Entries taken from a collection
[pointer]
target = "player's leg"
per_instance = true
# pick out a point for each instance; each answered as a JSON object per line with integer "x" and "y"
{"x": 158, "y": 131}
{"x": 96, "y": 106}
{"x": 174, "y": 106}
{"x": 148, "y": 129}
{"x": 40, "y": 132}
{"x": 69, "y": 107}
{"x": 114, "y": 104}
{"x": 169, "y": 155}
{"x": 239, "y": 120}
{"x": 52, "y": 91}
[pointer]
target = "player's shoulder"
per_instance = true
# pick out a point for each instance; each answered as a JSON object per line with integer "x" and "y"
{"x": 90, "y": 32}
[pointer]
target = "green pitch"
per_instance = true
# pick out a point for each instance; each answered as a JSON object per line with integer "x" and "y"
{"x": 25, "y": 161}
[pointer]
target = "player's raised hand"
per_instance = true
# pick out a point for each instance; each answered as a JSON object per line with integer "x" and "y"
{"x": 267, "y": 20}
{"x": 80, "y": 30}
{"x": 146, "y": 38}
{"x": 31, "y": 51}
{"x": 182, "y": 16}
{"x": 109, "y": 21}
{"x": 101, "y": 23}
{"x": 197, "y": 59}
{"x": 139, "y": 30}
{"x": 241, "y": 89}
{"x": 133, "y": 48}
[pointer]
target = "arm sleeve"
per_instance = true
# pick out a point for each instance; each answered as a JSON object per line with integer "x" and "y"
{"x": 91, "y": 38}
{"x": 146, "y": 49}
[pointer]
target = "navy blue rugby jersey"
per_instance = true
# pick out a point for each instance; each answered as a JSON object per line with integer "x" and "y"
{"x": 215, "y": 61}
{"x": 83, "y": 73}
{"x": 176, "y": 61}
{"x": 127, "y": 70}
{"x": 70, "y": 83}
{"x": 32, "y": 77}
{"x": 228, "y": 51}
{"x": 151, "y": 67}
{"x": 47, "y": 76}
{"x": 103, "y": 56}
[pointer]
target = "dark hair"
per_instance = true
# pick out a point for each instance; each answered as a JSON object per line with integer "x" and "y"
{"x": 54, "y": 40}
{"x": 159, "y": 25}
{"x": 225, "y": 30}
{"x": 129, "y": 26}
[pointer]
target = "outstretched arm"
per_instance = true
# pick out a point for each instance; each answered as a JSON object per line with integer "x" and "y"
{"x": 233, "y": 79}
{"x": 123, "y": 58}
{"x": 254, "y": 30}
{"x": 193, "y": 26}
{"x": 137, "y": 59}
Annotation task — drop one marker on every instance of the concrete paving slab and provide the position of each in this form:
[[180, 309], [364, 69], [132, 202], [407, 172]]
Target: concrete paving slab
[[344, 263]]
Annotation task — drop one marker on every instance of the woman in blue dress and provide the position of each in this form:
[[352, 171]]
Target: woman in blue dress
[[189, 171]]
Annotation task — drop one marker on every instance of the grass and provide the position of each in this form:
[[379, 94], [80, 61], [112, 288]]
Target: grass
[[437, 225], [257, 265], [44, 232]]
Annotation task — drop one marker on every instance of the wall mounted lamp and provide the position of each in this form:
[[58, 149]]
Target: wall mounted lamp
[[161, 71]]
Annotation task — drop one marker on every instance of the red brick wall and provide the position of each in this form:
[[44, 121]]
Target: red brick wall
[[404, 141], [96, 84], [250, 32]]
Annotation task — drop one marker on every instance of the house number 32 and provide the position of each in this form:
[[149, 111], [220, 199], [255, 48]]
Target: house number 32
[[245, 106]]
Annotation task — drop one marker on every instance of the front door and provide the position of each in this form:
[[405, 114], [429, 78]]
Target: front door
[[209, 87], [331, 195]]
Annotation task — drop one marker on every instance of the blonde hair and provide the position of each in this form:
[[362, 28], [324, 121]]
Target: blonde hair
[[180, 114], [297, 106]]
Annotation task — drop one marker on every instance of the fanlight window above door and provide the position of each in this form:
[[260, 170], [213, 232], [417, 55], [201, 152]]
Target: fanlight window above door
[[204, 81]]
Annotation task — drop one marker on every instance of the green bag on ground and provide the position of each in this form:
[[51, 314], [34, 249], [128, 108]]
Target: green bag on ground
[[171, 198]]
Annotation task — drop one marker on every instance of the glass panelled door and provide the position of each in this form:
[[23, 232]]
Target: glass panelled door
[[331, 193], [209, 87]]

## Your objective
An exact copy of the entries from the line containing "Target: house number 32" through the last line is the expected answer.

## Solution to this task
Target: house number 32
[[245, 106]]
Annotation task — drop one marker on every instance of the front door and provide the position of each in this form:
[[405, 114], [429, 78]]
Target: front door
[[209, 87], [331, 195]]
Annotation task — drop one marker on every instance of the blonde hair and provide the position of each in this form:
[[362, 28], [324, 121]]
Target: blonde hair
[[180, 114], [297, 106]]
Annotation task — drop one marker on every instance of the fanlight window above door and provide the position of each in this form:
[[260, 170], [213, 232], [417, 55], [201, 152]]
Target: fanlight window above door
[[204, 81]]
Annotation task — drop one marker on every instance of the green bag on ground and provide the position of each in this form:
[[51, 314], [34, 249], [128, 108]]
Target: green bag on ground
[[171, 198]]
Annotation task — drop one marker on every instance of the glass panelled door and provide the position of each in this form:
[[23, 232]]
Target: glass panelled door
[[331, 193], [209, 87]]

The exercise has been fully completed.